[Stored records]
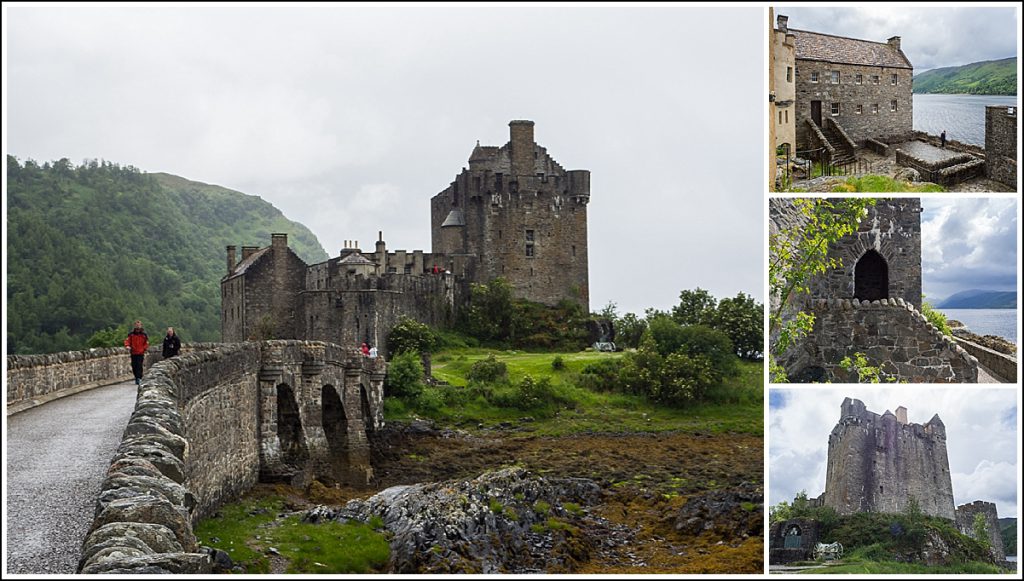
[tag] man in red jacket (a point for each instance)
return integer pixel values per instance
(137, 342)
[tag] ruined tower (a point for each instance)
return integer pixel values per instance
(516, 213)
(880, 463)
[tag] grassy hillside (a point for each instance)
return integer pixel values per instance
(96, 246)
(985, 78)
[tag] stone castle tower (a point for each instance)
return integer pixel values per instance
(880, 463)
(516, 213)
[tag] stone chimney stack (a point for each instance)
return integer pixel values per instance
(783, 24)
(521, 137)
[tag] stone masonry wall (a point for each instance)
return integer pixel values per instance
(878, 463)
(965, 522)
(1000, 146)
(892, 334)
(885, 124)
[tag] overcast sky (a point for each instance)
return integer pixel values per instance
(981, 437)
(968, 243)
(349, 119)
(932, 37)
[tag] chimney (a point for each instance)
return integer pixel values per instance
(521, 137)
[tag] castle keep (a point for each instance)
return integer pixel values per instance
(514, 213)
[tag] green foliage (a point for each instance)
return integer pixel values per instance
(404, 376)
(799, 253)
(984, 78)
(411, 335)
(99, 245)
(488, 371)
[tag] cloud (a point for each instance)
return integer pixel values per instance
(982, 452)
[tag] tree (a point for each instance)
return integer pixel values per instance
(799, 253)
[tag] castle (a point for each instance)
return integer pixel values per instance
(868, 302)
(883, 463)
(514, 213)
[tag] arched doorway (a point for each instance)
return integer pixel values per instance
(293, 446)
(870, 277)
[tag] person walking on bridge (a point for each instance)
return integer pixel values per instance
(172, 344)
(137, 343)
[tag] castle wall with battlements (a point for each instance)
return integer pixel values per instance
(881, 463)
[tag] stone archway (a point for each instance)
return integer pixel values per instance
(290, 437)
(870, 277)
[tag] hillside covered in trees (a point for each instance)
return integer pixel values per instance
(985, 78)
(95, 246)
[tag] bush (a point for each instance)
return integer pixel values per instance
(404, 376)
(487, 371)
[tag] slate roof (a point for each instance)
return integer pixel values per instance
(843, 50)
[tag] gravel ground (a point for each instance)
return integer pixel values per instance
(57, 455)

Exercise requirements:
Rewrite every line of the listing above, switching "integer pixel values" to "whole-number pixel coordinates" and leaving everything else unchanged. Leave the pictures out of your answer.

Solution for this exercise:
[tag] man in red jacket (a point for each instance)
return whole-number pixel coordinates per instance
(137, 342)
[tag] ruined tower (a point for each instance)
return whole-number pixel coordinates per instance
(516, 213)
(880, 463)
[tag] grassy hillside (a point for each instance)
return whole-number pixel coordinates per instance
(96, 246)
(985, 78)
[tag] stone castle tower (a point for each instance)
return whole-number pixel coordinates per instance
(880, 463)
(516, 213)
[tag] stone chimney stack (a point for each instance)
return whole-number pixel coordinates per instance
(783, 24)
(521, 137)
[tag] stone masonry wall (a point for each instance)
return whole-number pixel coordinates per instance
(878, 463)
(965, 522)
(1000, 146)
(892, 334)
(885, 124)
[tag] overcast sky (a point for each instance)
return whole-number pixel coordinates per instance
(981, 437)
(968, 243)
(349, 119)
(932, 37)
[tag] chimney (a point for each instance)
return whole-number pixel coordinates per instance
(521, 137)
[tag] castle keep (a point for each instance)
return whole-number pixel coordinates per instance
(514, 213)
[tag] green foliage (a point for each instance)
return whole-number pixel coordinates per instance
(404, 376)
(799, 253)
(984, 78)
(411, 335)
(99, 245)
(488, 371)
[tag] cloud (a point for each instance)
return whole-number pixel coordinates per instance
(982, 452)
[tag] tree (a point for each instance)
return whole-number pixel coordinates per instance
(799, 253)
[tag] castle (a point for each instance)
return whole-number pixel coordinates per instance
(868, 302)
(883, 463)
(514, 213)
[tag] arched doorway (a point for each instance)
return whole-number pixel coordinates per instance
(293, 446)
(870, 277)
[tag] person walking on bridge (a point for each instance)
return whole-number pixel coordinates per instance
(172, 344)
(137, 343)
[tag] castle wall with battlements (a point for each instance)
return whole-number pixel coordinates per instance
(881, 463)
[tag] stone archway (a point for each instance)
return whole-number pixel coordinates per instance
(290, 437)
(870, 277)
[tag] hillside covered in trees (a point for each instance)
return whole-number pixel coordinates per instance
(985, 78)
(95, 246)
[tag] bush (a point for each instance)
return whole-number pixel coordinates per instance
(404, 376)
(487, 371)
[tag] slate roof (a point for each instance)
return whole-number pixel coordinates per instance
(843, 50)
[tag] gravel ground (a point for each instance)
return whole-number pixel coordinates per instance
(57, 455)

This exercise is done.